Word for word, set down the records and skip each picture.

════════════════════

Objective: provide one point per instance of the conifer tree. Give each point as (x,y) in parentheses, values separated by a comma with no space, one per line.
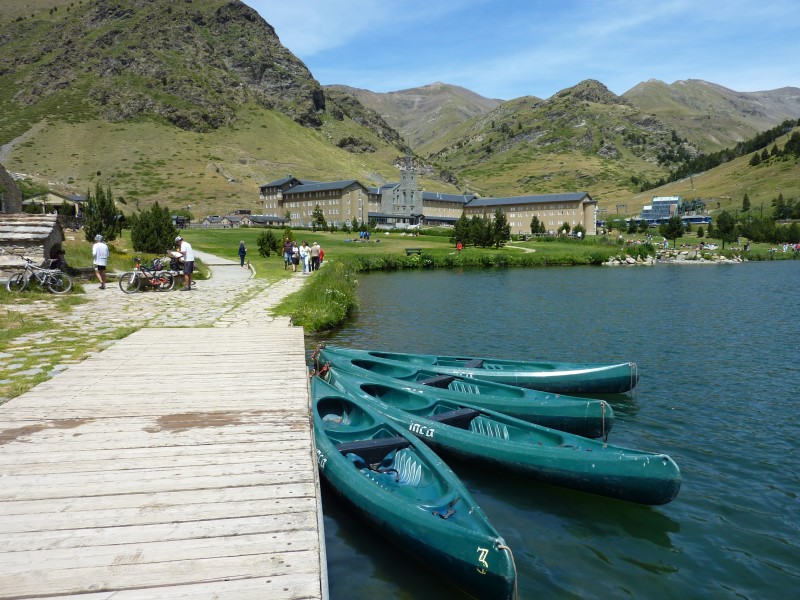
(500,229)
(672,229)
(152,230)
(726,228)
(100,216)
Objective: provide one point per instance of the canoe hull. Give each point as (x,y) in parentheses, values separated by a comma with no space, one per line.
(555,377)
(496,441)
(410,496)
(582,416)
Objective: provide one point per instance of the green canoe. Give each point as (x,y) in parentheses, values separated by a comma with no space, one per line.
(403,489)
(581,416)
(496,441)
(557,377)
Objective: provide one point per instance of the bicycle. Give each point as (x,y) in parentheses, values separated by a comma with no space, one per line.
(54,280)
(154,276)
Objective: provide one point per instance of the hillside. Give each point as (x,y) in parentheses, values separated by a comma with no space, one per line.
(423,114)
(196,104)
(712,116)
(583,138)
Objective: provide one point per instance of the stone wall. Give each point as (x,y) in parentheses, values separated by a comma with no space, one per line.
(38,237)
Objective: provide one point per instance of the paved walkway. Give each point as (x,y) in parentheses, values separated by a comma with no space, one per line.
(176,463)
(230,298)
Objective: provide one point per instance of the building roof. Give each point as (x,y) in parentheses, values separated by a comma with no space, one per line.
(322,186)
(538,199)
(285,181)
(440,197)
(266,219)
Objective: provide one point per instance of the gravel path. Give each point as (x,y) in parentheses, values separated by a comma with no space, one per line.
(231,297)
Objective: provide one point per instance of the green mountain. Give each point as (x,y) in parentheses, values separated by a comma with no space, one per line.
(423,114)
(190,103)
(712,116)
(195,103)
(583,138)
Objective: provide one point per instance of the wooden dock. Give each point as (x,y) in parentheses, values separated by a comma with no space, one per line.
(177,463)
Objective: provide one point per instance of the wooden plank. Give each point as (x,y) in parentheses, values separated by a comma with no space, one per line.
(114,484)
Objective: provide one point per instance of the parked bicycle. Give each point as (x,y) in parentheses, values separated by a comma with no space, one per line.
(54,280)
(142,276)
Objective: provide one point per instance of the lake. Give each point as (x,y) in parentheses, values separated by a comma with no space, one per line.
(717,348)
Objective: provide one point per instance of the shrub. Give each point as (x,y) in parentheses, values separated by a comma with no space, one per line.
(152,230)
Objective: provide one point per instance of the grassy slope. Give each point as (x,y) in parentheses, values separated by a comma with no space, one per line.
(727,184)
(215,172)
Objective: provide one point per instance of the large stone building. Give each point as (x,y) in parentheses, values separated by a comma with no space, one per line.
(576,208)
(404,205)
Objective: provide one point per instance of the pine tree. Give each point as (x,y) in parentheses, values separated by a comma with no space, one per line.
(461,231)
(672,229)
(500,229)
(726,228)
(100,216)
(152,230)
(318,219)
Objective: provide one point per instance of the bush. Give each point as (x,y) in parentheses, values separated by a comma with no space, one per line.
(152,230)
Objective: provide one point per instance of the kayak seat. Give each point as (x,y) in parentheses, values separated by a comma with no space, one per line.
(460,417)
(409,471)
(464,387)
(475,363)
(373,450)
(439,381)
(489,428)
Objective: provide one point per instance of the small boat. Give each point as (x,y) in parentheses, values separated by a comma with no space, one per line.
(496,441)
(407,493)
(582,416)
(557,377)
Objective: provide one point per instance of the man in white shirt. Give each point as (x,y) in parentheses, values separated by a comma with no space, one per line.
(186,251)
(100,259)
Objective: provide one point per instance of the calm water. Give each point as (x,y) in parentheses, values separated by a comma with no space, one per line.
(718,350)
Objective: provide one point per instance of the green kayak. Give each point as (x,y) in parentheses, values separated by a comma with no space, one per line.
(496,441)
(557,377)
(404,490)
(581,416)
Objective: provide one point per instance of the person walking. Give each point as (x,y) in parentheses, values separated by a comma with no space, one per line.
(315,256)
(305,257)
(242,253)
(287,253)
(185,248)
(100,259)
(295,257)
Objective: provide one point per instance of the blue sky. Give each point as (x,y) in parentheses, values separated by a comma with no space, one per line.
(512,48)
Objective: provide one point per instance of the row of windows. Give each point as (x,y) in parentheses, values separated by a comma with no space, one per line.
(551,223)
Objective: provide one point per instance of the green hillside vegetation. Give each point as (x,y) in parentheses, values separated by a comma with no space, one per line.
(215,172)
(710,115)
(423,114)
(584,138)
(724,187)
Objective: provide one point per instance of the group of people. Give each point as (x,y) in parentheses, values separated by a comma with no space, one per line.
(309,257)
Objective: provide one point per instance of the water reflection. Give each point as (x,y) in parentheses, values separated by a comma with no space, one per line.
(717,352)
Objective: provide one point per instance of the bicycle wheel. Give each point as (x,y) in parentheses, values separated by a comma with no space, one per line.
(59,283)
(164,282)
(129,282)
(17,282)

════════════════════

→ **Exercise answer**
Objective: provide one point per instance of the conifer tree. Give each point as (x,y) in parentheses, values separated by a comma with no space, one per line.
(500,229)
(672,229)
(152,230)
(726,228)
(100,216)
Objective: provide one point per instance of the canoe hull. Give each point as (x,y) in parentheses, values separated by a comma with no space, one per line.
(555,377)
(496,441)
(410,496)
(582,416)
Objective: provide one point per instance of the green canoe. Give each point as (x,y) in parentheses, values separated by a comma with no space, one per line.
(403,489)
(581,416)
(496,441)
(557,377)
Objective: provide one point per instance of the bicycle. Give each point as (x,y) in parentheses, values separated by a comma with no space, one per line.
(54,280)
(154,276)
Objective: provide one point per instance of the hillside. Give each point as (x,y) in parentheses, values separated by a comma with no space, one per line.
(423,114)
(196,104)
(712,116)
(583,138)
Objective: provide one point per instance of the stone wall. Give each point as (x,y) in parentheses, values separated by a comma with no space, one per line.
(38,237)
Objective: provide one point per instance of the paved walkway. Give each point as (x,y) in parentheses, values separated by a comma with no space, one per line.
(176,463)
(230,298)
Objective: provide one point per instance of the building roof. Give each point as (x,y) in parentheses, values separated by a comma with no space, one per line.
(322,186)
(538,199)
(285,181)
(440,197)
(266,219)
Objective: provide one point per instance of the gravel path. Give each point as (x,y) in parentheses, values separated by a comma with no space, one per line.
(231,297)
Objective: provide one point per instance of the green mountain. Give each point as (x,y) in parentheses, values separated by a comma with no space, one per line.
(423,114)
(190,103)
(712,116)
(195,103)
(583,138)
Objective: provide one point per instance of the wooden dock. Give each point as (x,y) in parentheses, values separated by a comma with no space, one per line.
(177,463)
Objective: provide one point per instance of the wooden plank. Give each point as (x,y) in parentheses, values separated by a comma with no space, one per line.
(114,484)
Objective: provide one point per instance of the parked bicycle. Give each point as (x,y) in parentheses, values separated by a comma with no space, one per line.
(54,280)
(142,276)
Objective: provide one point per instance of the lake. Give each point as (x,y) in parentheses, values separated by a comma with no space, one per line.
(717,348)
Objective: provide one point per instance of the shrub. Give each point as (x,y) in parentheses, values separated by a comma with no space, one per line.
(152,230)
Objective: provide one point per instance of the grassy slope. Give each point as (x,y) in parentheses, values separated by a comma with no space, one per line.
(727,184)
(215,172)
Objective: provide one point per instance of the large stone building. Give each point as (x,y) in parentheses, values separated by a comma with no space, one per line.
(576,208)
(404,205)
Objective: provide one point per instance of the pine tree. Give each point as (x,y) in parentheses, values separated by a comma with no space, one per line.
(461,231)
(672,229)
(500,229)
(726,228)
(100,216)
(152,230)
(318,219)
Objective: provide one point per instance of the bush. Give each point as (x,y) in parentheses, values separated by a comma with no space, one per line.
(152,230)
Objective: provide one point per instance of the kayak seat. Give each point as (x,y) in parentheses, values separated by a comma with no space, one per line.
(460,417)
(409,471)
(464,387)
(475,363)
(373,450)
(439,381)
(489,428)
Objective: provide one point per instance of the small boat. Give each point as (x,y) in parentheses, values separated by a comma with no space, one per line.
(496,441)
(407,493)
(582,416)
(557,377)
Objective: provide one point per instance of the man in white shirt. Give each point as (x,y) in parentheses, values separated by a comma with no space, one per line.
(186,251)
(100,259)
Objective: provide one point per instance of the calm water. Give each point as (x,y) in parentheses, values separated by a comma with no space, one per line.
(718,350)
Objective: provide one point per instance of the green kayak. Give each point as (x,y) in parentheses, values separated by a comma with no space, one per line.
(496,441)
(557,377)
(404,490)
(581,416)
Objective: provide one point per instance of the person walking. Give each point as (x,y) in parentheses, values separated by a comma with no space, one per line.
(315,256)
(305,257)
(242,253)
(287,253)
(185,248)
(100,259)
(295,257)
Objective: provide one point per instance of the blue sky. Give each point as (x,y) in parentheses, values separated by a comma with no space, one per line.
(512,48)
Objective: provide one point per instance of the row of windows. Give each point as (x,y) in parentheses, values separated by a comma with no space, one per line.
(551,223)
Objective: provide one point per instance of the green hillside vegetation. Give each point as (x,y) in parentheses, values separated by a comma with no space, one per line.
(215,172)
(710,115)
(423,114)
(584,138)
(724,187)
Objective: provide one point per instance of the group of people. Give each point as (x,y) in parentheses, values separated by a comma with no space, one per line.
(309,257)
Objective: provide one point per instance of the water reflection. Give each point as (x,y) in parentheses, values separated by a comma with no space, one per line.
(717,352)
Objective: provide one point per instance of the bicycle wheel. Give each point as (x,y) in parentheses, values separated by a comma with no space, one per line.
(59,283)
(164,282)
(129,282)
(17,282)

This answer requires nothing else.